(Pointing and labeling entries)
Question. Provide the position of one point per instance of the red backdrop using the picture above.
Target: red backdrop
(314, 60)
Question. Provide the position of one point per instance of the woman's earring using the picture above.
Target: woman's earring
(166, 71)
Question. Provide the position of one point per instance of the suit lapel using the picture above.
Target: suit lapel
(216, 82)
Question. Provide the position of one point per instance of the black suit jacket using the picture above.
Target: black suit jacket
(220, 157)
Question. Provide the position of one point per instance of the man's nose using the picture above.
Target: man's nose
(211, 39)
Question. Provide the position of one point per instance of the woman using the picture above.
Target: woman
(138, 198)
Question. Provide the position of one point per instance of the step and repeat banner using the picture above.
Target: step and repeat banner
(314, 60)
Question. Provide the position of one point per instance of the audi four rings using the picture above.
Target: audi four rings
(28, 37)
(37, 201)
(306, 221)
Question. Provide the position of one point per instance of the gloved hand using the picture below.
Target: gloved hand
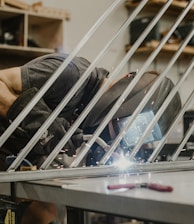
(33, 121)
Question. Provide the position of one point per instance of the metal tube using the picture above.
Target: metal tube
(120, 100)
(71, 93)
(57, 73)
(161, 110)
(82, 172)
(146, 99)
(183, 142)
(97, 96)
(179, 116)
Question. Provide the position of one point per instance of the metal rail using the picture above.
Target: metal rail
(13, 175)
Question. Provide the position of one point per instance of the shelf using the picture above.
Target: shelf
(167, 48)
(20, 50)
(26, 34)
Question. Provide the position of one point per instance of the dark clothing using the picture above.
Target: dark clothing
(34, 75)
(38, 71)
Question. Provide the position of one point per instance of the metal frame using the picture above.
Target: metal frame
(12, 175)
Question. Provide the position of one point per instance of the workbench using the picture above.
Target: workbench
(91, 194)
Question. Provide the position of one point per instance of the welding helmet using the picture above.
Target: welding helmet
(123, 114)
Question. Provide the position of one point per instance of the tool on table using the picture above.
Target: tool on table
(152, 186)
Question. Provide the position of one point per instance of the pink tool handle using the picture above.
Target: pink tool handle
(118, 186)
(160, 187)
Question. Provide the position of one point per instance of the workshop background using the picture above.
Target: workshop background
(79, 17)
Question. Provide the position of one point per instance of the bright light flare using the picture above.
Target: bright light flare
(123, 163)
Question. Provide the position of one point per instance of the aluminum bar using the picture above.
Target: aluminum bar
(71, 93)
(178, 118)
(122, 98)
(161, 110)
(102, 171)
(85, 112)
(142, 104)
(57, 73)
(183, 142)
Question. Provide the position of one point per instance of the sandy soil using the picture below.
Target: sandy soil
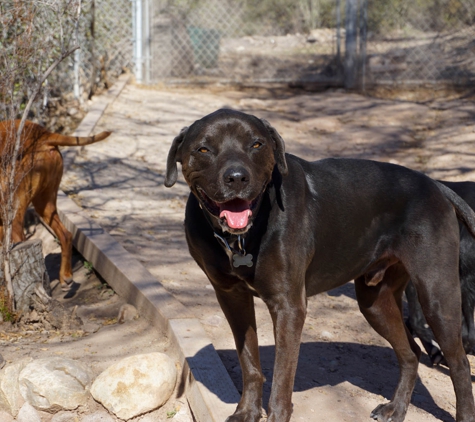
(345, 369)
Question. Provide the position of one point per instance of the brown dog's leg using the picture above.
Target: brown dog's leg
(238, 307)
(288, 311)
(381, 306)
(45, 206)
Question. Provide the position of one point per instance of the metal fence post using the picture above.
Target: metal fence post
(137, 20)
(363, 40)
(350, 44)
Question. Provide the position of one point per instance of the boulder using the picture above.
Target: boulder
(28, 413)
(135, 385)
(54, 384)
(10, 397)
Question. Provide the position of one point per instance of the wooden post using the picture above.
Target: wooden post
(351, 69)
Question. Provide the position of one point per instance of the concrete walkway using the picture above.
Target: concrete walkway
(345, 369)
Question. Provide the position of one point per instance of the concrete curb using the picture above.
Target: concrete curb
(206, 383)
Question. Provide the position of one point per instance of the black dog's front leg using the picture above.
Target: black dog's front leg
(418, 326)
(288, 312)
(238, 307)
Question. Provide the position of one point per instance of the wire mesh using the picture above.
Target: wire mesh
(243, 41)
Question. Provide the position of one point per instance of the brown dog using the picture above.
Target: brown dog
(260, 222)
(38, 175)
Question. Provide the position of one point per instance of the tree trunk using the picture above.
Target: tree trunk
(29, 275)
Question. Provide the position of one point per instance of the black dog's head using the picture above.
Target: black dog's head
(227, 159)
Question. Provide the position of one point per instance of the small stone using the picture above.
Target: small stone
(5, 416)
(127, 312)
(99, 416)
(135, 385)
(28, 413)
(54, 384)
(65, 417)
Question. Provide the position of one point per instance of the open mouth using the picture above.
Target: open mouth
(236, 213)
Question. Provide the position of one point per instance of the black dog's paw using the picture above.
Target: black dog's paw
(244, 417)
(388, 412)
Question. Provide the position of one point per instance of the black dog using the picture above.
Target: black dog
(265, 223)
(416, 321)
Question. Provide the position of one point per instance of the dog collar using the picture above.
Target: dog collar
(237, 256)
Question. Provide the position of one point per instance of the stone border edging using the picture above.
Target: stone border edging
(207, 385)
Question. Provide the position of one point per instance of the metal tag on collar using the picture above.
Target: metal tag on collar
(241, 258)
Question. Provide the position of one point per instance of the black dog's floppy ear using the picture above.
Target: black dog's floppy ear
(279, 148)
(173, 157)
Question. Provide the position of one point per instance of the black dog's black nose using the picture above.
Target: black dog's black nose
(236, 176)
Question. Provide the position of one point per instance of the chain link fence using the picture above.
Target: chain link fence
(417, 42)
(106, 39)
(351, 43)
(402, 42)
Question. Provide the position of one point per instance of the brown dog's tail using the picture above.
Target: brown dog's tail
(55, 139)
(462, 209)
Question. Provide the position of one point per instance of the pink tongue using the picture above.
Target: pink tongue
(236, 220)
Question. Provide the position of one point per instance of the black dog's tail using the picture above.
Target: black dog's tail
(462, 209)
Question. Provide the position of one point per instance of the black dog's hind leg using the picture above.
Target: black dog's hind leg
(238, 307)
(444, 317)
(381, 305)
(418, 326)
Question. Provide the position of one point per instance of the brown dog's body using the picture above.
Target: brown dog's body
(38, 175)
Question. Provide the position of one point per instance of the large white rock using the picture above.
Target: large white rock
(5, 416)
(10, 397)
(135, 385)
(53, 384)
(100, 416)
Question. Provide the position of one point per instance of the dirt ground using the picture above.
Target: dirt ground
(345, 369)
(99, 342)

» **Given exercise**
Give the entries again without a single change, but with no pictures.

» **Result for this task**
Question. Provide the position of one point per instance of the red backdrop using the picture above.
Target: red backdrop
(314, 60)
Question. Provide the position of one point per instance of the woman's earring using the picture above.
Target: woman's earring
(166, 71)
Question. Provide the position of one point per instance of the suit lapel using the picture above.
Target: suit lapel
(216, 82)
Question. Provide the position of one point per instance of the black suit jacket using the picture above.
Target: black suit jacket
(220, 157)
Question. Provide the position of one point per instance of the man's nose using the picture above.
Target: man's nose
(211, 39)
Question. Provide the position of one point per instance of the woman using the picture above.
Target: woman
(138, 198)
Question. Provide the position of one point per instance of the step and repeat banner using the picture above.
Target: step and repeat banner
(314, 60)
Question. Provide the position of one point per instance of the audi four rings using the picture above.
Target: audi four rings
(28, 37)
(37, 201)
(306, 221)
Question. Provide the position of one point per instance of the gloved hand using the picture below.
Target: gloved hand
(33, 121)
Question. Provide the position of one point per instance of the metal tube using the picture above.
Target: metal tube
(120, 100)
(71, 93)
(57, 73)
(161, 110)
(82, 172)
(146, 99)
(183, 142)
(97, 96)
(179, 116)
Question. Provide the position of one point per instance of the metal rail using the picture above.
Target: metal rail
(13, 175)
Question. Provide the position of one point per instance of the shelf using the picture above.
Target: shelf
(167, 48)
(20, 50)
(26, 34)
Question. Provide the position of one point per instance of the dark clothing using the picture above.
Target: dark clothing
(34, 75)
(38, 71)
Question. Provide the position of one point per instance of the metal frame using the picture above.
Target: metal frame
(12, 175)
Question. Provide the position of one point per instance of the workbench using the picture above.
Target: workbench
(91, 194)
Question. Provide the position of one point per instance of the welding helmet using the picture above.
Target: welding helmet
(123, 114)
Question. Provide the position of one point per instance of the tool on table using the picture above.
Target: tool on table
(152, 186)
Question. Provide the position of one point per instance of the pink tool handle using the picture above.
Target: pink tool handle
(118, 186)
(160, 187)
Question. Provide the position of one point per instance of the workshop background using the picture above.
Target: workshop background
(79, 17)
Question. Provide the position of one point per instance of the bright light flare using the picture above.
Target: bright light flare
(123, 163)
Question. Provide the position of one point per instance of the aluminum bar using the picture above.
Target: aluminum bar
(71, 93)
(178, 118)
(122, 98)
(161, 110)
(102, 171)
(85, 112)
(142, 104)
(57, 73)
(183, 142)
Question. Provide the position of one point per instance of the sandy soil using the picture below.
Target: sandy soil
(345, 369)
Question. Provide the position of one point per instance of the brown dog's leg using the picture above.
Target: brown dog's leg
(238, 307)
(288, 311)
(381, 306)
(45, 206)
Question. Provide the position of one point per instance of the metal fence post using the picture above.
Target: metal fence post
(137, 20)
(363, 40)
(350, 44)
Question. Provide the position of one point per instance of the boulder using the picture above.
Target: boulder
(28, 413)
(135, 385)
(54, 384)
(10, 397)
Question. Provide the position of one point per instance of the wooden post using the picture above.
Target: wooden post
(351, 69)
Question. Provide the position of one point per instance of the concrete walkway using the picture above.
Target: concrete walkway
(345, 369)
Question. Provide the position of one point per instance of the concrete curb using the picture above.
Target: concrete curb
(206, 383)
Question. Provide the position of one point per instance of the black dog's front leg using the picture above.
Target: black dog's front leg
(418, 326)
(288, 312)
(238, 307)
Question. Provide the position of one point per instance of the wire mesh using the picture above.
Target: wire mesh
(243, 41)
Question. Provide the position of one point per instance of the brown dog using the picture above.
Target: brown dog
(260, 222)
(38, 175)
Question. Provide the position of one point per instance of the tree trunk using the picture above.
Target: tree trunk
(29, 275)
Question. Provide the position of one point per instance of the black dog's head using the picture above.
Target: black dog's head
(227, 159)
Question. Provide the position of one point per instance of the small stone using the picture above.
Target: small stone
(5, 416)
(127, 312)
(99, 416)
(135, 385)
(28, 413)
(54, 384)
(65, 417)
Question. Provide the position of one point per instance of the open mouth using the picture above.
Target: open mouth
(236, 213)
Question. Provide the position of one point per instance of the black dog's paw using the picture above.
Target: black dog's paw
(244, 417)
(388, 412)
Question. Provide the position of one point per instance of the black dog using the picture above.
Target: black dog
(265, 223)
(416, 321)
Question. Provide the position of one point per instance of the dog collar using the picture above.
Target: dog collar
(237, 256)
Question. Provide the position of one point per instance of the stone border edging using the picture above.
Target: stone border edging
(207, 385)
Question. Provide the position of one point per instance of the metal tag on collar using the picture above.
Target: metal tag on collar
(241, 258)
Question. Provide the position of one point per instance of the black dog's floppy ear using the picture above.
Target: black dog's floppy ear
(279, 148)
(173, 157)
Question. Provide the position of one point per instance of the black dog's black nose using the picture above.
Target: black dog's black nose
(236, 176)
Question. Provide the position of one point per instance of the chain link fence using the picture above.
Target: chain link fence
(417, 42)
(106, 39)
(351, 43)
(402, 42)
Question. Provide the position of one point per instance of the brown dog's tail using the picture above.
Target: brown dog's tail
(55, 139)
(462, 209)
Question. Provide the position of one point per instance of the pink tongue using the picture above.
Target: pink tongue
(236, 220)
Question. Provide the position of one point per instance of the black dog's tail using the picture above.
Target: black dog's tail
(462, 209)
Question. Provide the position of one point per instance of the black dog's hind leg using the picture above.
Target: black dog's hind leg
(238, 307)
(444, 317)
(381, 305)
(418, 326)
Question. Provide the position of one point per instance of the brown dog's body using the picture above.
Target: brown dog's body
(38, 175)
Question. Provide the position of one point per instance of the large white rock using the picture above.
Target: large white rock
(5, 416)
(10, 397)
(135, 385)
(53, 384)
(100, 416)
Question. Provide the position of one point per instance of the dirt ground using the picture above.
Target: dirt ground
(345, 369)
(99, 342)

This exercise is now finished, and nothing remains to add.